Institutions Are More Committed To Blockchain Technology Than Ever: Deloitte Survey

  • Global industry leaders are embracing blockchain technologies and digital currencies in a rate unseen before, according to the latest annual edition of Deloitte’s “2020 Global Blockchain Survey”.

A survey conducted by 1,488 executives across several industries across 14 countries, including Canada, China, Brazil, USA, South Africa, U.K., United Arab Emirates, and Switzerland revealed 55% of the big corporations are looking at blockchain integration as a top-five strategic priority in their companies. The key takeaway from the 2020 Global Blockchain Survey is,

“Organizations appear to be more committed to blockchain technology than ever and demonstrating this by implementing it as part of their normal course of business.”

Note: the survey focused on executives who had a clue on blockchain technologies tilting the overall distribution. Additionally, 100 respondents who have already tested blockchain integration within their companies (must have at least $3 million in VC funding) were also included in the survey.

Industries showing extreme blockchain tech craze

The number of executives that have brought blockchain technologies into production in their firms stands at 39%, a sharp rise from 23% in 2019. For larger firms, those with at least $100 million in revenue and $1 billion, the number goes up to 41-46%.

Deloitte Survey
Deloitte Global Blockchain Survey 2020

Digital assets as a replacement?

----------

▶ [GIVEN PROBLEM 1]:
According to the survey article, what percentage of executives have brought blockchain technologies into production in their firms, and what was the figure in 2019?
▶ [GIVEN PROBLEM 2]:
Say whether each statement agrees with the survey article, quoting the words that decide it: (a) The surveyed executives came from 14 countries. (b) Thirty percent of the big corporations see blockchain integration as a top-five strategic priority. (c) The 100 added respondents had to have at least $1 million in VC funding.

(Collected data)
----------

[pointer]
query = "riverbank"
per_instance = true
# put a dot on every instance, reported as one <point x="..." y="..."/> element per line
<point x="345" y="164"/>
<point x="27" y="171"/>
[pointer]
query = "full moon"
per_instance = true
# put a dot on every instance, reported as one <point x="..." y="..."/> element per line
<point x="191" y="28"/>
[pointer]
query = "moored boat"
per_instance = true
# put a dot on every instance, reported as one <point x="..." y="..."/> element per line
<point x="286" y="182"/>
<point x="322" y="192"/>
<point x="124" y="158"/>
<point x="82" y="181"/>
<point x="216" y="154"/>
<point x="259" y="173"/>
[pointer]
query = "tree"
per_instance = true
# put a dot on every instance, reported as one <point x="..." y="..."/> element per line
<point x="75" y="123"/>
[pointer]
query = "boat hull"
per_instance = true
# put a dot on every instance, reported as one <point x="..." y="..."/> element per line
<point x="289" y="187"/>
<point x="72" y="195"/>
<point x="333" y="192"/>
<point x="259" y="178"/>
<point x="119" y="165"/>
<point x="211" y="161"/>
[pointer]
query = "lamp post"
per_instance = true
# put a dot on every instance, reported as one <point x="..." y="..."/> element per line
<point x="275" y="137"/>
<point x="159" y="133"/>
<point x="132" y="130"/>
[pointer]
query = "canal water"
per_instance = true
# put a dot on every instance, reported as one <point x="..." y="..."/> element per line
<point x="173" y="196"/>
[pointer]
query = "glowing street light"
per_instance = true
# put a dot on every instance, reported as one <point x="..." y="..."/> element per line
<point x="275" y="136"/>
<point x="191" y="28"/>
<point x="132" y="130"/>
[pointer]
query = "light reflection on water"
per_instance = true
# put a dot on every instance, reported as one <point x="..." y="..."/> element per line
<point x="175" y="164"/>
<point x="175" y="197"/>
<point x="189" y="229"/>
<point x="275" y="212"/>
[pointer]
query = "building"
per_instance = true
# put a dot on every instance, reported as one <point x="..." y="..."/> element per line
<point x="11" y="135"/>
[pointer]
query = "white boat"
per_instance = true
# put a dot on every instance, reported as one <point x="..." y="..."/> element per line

----------

▶ [EXERCISE SOLUTION 1]:
39%, up from 23% in 2019.

▶ [EXERCISE SOLUTION 2]:
(a) Yes: "across 14 countries"
(b) No: "55% of the big corporations are looking at blockchain integration as a top-five strategic priority"
(c) No: "must have at least $3 million in VC funding"